What to produce
Return the data. Every word must match.
%%
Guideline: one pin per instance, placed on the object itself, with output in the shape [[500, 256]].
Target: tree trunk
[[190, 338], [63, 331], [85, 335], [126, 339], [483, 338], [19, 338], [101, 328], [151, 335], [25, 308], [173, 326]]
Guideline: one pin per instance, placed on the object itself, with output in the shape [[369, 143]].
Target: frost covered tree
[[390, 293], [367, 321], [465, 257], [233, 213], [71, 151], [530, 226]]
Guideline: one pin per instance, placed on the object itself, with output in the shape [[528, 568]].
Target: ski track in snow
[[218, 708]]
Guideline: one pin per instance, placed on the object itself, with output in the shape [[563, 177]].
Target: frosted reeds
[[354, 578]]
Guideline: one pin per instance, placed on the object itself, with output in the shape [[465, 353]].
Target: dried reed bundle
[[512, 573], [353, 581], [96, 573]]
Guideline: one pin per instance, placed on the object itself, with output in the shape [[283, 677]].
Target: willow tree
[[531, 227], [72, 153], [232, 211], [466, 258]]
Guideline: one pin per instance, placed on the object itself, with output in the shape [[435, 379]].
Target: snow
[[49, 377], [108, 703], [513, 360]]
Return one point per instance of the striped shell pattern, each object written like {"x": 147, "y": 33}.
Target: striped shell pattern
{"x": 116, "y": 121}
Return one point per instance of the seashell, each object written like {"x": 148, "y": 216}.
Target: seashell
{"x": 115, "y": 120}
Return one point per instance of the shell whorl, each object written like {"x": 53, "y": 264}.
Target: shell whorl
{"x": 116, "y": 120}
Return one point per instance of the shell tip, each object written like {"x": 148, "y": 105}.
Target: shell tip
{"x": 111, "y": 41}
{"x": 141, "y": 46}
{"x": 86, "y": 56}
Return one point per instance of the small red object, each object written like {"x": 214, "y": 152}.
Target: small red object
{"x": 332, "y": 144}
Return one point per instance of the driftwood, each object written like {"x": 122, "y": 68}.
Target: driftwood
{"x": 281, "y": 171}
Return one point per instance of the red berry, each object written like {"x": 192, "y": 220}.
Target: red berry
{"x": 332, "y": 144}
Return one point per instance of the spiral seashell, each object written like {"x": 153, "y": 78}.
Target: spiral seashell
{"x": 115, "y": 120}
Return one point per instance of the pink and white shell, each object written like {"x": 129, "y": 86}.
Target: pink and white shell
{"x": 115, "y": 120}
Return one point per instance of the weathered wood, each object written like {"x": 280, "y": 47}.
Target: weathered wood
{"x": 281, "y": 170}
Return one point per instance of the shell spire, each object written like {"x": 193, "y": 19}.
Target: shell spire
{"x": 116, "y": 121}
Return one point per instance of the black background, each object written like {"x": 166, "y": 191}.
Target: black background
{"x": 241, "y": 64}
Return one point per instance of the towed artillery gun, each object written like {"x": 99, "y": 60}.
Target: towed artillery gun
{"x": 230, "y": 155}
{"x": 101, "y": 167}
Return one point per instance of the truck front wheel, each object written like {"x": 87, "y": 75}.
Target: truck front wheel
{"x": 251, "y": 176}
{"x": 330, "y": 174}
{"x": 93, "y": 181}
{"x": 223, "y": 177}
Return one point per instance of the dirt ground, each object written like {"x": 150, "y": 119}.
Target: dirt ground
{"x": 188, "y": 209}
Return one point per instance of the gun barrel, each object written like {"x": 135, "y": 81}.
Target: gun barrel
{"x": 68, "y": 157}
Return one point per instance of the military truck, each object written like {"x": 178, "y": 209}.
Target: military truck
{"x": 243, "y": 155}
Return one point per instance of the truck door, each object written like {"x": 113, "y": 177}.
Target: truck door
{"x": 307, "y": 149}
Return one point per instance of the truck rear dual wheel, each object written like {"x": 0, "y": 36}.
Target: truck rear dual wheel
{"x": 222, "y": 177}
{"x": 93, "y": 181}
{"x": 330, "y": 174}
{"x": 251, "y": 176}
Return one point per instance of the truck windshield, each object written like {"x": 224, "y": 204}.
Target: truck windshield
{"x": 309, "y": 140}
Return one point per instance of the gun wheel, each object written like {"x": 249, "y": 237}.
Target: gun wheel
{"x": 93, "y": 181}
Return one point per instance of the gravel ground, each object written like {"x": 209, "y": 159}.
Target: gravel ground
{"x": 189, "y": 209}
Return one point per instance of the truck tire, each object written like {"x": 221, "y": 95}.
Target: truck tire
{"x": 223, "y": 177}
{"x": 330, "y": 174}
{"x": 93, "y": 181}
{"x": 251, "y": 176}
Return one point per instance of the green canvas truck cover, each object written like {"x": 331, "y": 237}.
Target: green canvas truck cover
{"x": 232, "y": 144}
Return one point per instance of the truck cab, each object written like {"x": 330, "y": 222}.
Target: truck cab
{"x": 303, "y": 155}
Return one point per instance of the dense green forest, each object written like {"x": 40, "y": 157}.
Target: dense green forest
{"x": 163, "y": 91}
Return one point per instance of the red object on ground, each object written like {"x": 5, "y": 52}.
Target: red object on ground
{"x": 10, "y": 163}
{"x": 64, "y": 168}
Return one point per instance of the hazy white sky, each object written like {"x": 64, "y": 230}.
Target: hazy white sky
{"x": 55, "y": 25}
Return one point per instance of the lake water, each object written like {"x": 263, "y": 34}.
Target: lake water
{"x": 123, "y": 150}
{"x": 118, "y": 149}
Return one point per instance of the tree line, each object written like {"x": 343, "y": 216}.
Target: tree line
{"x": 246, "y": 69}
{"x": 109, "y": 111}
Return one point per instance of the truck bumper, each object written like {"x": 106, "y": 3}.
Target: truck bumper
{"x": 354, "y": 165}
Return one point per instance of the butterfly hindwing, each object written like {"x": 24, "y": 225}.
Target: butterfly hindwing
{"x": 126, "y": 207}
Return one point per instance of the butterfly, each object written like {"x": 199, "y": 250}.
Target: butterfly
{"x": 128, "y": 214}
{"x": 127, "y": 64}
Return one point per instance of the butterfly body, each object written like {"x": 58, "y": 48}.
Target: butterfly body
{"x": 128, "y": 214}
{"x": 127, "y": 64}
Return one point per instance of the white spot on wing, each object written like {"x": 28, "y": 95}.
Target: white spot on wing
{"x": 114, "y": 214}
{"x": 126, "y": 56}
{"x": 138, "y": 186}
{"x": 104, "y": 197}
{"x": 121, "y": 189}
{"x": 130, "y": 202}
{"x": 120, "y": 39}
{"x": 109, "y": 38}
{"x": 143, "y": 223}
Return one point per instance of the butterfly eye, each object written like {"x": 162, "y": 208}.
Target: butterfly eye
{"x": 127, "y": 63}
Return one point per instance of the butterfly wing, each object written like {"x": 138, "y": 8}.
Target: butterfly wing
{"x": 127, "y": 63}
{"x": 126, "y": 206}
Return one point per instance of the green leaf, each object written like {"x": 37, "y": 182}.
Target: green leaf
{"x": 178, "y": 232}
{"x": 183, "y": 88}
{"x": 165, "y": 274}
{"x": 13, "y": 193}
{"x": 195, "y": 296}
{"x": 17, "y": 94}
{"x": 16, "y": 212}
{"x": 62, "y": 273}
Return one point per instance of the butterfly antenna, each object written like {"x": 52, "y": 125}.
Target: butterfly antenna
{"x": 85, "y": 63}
%%
Written response
Guideline: one pin per instance, placed on the object itself, with output in the shape [[500, 256]].
Target: tree trunk
[[190, 338], [63, 331], [85, 335], [126, 339], [483, 338], [19, 338], [101, 328], [151, 335], [25, 308], [173, 326]]
Guideline: one pin per instance, placed on the object itself, with output in the shape [[369, 143]].
Target: frost covered tree
[[390, 293], [367, 321], [465, 257], [233, 213], [71, 151], [530, 226]]
Guideline: one pin per instance, placed on the object itself, with output in the shape [[528, 568]].
Target: ski track in snow
[[218, 708]]
Guideline: one pin per instance, placed on the object itself, with output in the shape [[563, 177]].
Target: frosted reeds
[[354, 578]]
Guideline: one pin per instance, placed on the object itself, with output in the shape [[465, 353]].
Target: dried reed bundle
[[512, 573], [353, 581], [96, 573]]
Guideline: one pin per instance, placed on the object itself, with output in the shape [[283, 677]].
Target: willow tree
[[531, 227], [72, 153], [232, 211], [466, 258]]
Guideline: one pin per instance, placed on the object itself, with output in the shape [[435, 379]].
Target: snow
[[49, 377], [108, 703], [513, 360]]
Return one point per instance of the striped shell pattern, each object written like {"x": 147, "y": 33}.
Target: striped shell pattern
{"x": 116, "y": 121}
Return one point per instance of the seashell, each object written like {"x": 148, "y": 216}.
Target: seashell
{"x": 115, "y": 120}
Return one point per instance of the shell whorl, each object written like {"x": 53, "y": 264}.
Target: shell whorl
{"x": 116, "y": 120}
Return one point per instance of the shell tip, each object written like {"x": 148, "y": 105}.
Target: shell tip
{"x": 111, "y": 41}
{"x": 141, "y": 46}
{"x": 86, "y": 56}
Return one point per instance of the small red object, each object written like {"x": 214, "y": 152}.
Target: small red object
{"x": 332, "y": 144}
Return one point per instance of the driftwood, each object written like {"x": 122, "y": 68}.
Target: driftwood
{"x": 281, "y": 171}
Return one point per instance of the red berry, each object written like {"x": 192, "y": 220}.
Target: red berry
{"x": 332, "y": 144}
Return one point per instance of the spiral seashell, each object written like {"x": 153, "y": 78}.
Target: spiral seashell
{"x": 115, "y": 120}
Return one point per instance of the pink and white shell, each object written like {"x": 129, "y": 86}.
Target: pink and white shell
{"x": 115, "y": 120}
Return one point per instance of the weathered wood, each object written like {"x": 280, "y": 47}.
Target: weathered wood
{"x": 281, "y": 170}
Return one point per instance of the shell spire, each object written like {"x": 193, "y": 19}.
Target: shell spire
{"x": 116, "y": 121}
Return one point per instance of the black background, each object written like {"x": 166, "y": 191}.
Target: black background
{"x": 241, "y": 64}
Return one point per instance of the towed artillery gun, each object written like {"x": 99, "y": 60}.
Target: towed artillery gun
{"x": 230, "y": 155}
{"x": 101, "y": 167}
Return one point per instance of the truck front wheel, each object written like {"x": 87, "y": 75}.
Target: truck front wheel
{"x": 251, "y": 176}
{"x": 330, "y": 174}
{"x": 93, "y": 181}
{"x": 223, "y": 177}
Return one point per instance of the dirt ground, each object written like {"x": 150, "y": 119}.
Target: dirt ground
{"x": 188, "y": 209}
Return one point per instance of the gun barrel, each object written like {"x": 135, "y": 81}.
Target: gun barrel
{"x": 68, "y": 157}
Return one point per instance of the military truck, each object written like {"x": 178, "y": 209}.
Target: military truck
{"x": 243, "y": 155}
Return one point per instance of the truck door, each object written like {"x": 113, "y": 177}.
Target: truck door
{"x": 307, "y": 149}
Return one point per instance of the truck rear dual wheel, each object written like {"x": 0, "y": 36}.
Target: truck rear dual wheel
{"x": 222, "y": 177}
{"x": 93, "y": 181}
{"x": 330, "y": 174}
{"x": 251, "y": 176}
Return one point per instance of the truck windshield, each object written like {"x": 224, "y": 204}.
Target: truck windshield
{"x": 309, "y": 140}
Return one point per instance of the gun wheel, each object written like {"x": 249, "y": 237}.
Target: gun wheel
{"x": 93, "y": 181}
Return one point per instance of the gravel ground, each object written like {"x": 209, "y": 159}.
Target: gravel ground
{"x": 189, "y": 209}
Return one point per instance of the truck tire, each object written like {"x": 221, "y": 95}.
Target: truck tire
{"x": 223, "y": 177}
{"x": 330, "y": 174}
{"x": 93, "y": 181}
{"x": 251, "y": 176}
Return one point per instance of the green canvas truck cover, each object written like {"x": 331, "y": 237}.
Target: green canvas truck cover
{"x": 232, "y": 144}
Return one point per instance of the truck cab, each object written like {"x": 330, "y": 222}.
Target: truck cab
{"x": 303, "y": 155}
Return one point per instance of the dense green forest, each object written like {"x": 40, "y": 157}.
Target: dense green forest
{"x": 163, "y": 91}
Return one point per instance of the red object on ground, each object written like {"x": 5, "y": 52}.
Target: red object on ground
{"x": 10, "y": 163}
{"x": 64, "y": 168}
Return one point per instance of the hazy white sky, each object written like {"x": 64, "y": 230}.
Target: hazy white sky
{"x": 55, "y": 25}
Return one point per instance of the lake water, each object written like {"x": 263, "y": 34}.
Target: lake water
{"x": 123, "y": 150}
{"x": 118, "y": 149}
Return one point per instance of the tree line, each object written like {"x": 343, "y": 216}.
Target: tree line
{"x": 246, "y": 69}
{"x": 109, "y": 111}
Return one point per instance of the truck bumper, each object written like {"x": 106, "y": 3}.
Target: truck bumper
{"x": 354, "y": 165}
Return one point per instance of the butterfly hindwing, each object written like {"x": 24, "y": 225}.
Target: butterfly hindwing
{"x": 126, "y": 207}
Return one point per instance of the butterfly, each object written like {"x": 199, "y": 250}.
Target: butterfly
{"x": 128, "y": 214}
{"x": 127, "y": 64}
Return one point per instance of the butterfly body, each object written like {"x": 58, "y": 48}.
Target: butterfly body
{"x": 128, "y": 214}
{"x": 127, "y": 64}
Return one point per instance of the white spot on wing, each object written like {"x": 28, "y": 95}.
Target: white spot on wing
{"x": 114, "y": 214}
{"x": 126, "y": 56}
{"x": 138, "y": 186}
{"x": 104, "y": 197}
{"x": 121, "y": 189}
{"x": 130, "y": 202}
{"x": 120, "y": 39}
{"x": 109, "y": 38}
{"x": 143, "y": 223}
Return one point per instance of the butterfly eye, each object written like {"x": 162, "y": 208}.
Target: butterfly eye
{"x": 127, "y": 63}
Return one point per instance of the butterfly wing, each object written like {"x": 138, "y": 8}.
Target: butterfly wing
{"x": 127, "y": 63}
{"x": 126, "y": 206}
Return one point per instance of the green leaf, each object written like {"x": 37, "y": 182}.
Target: green leaf
{"x": 178, "y": 232}
{"x": 183, "y": 88}
{"x": 165, "y": 274}
{"x": 13, "y": 193}
{"x": 195, "y": 296}
{"x": 17, "y": 94}
{"x": 16, "y": 212}
{"x": 62, "y": 273}
Return one point per instance of the butterfly antenna, each object written like {"x": 52, "y": 125}.
Target: butterfly antenna
{"x": 85, "y": 63}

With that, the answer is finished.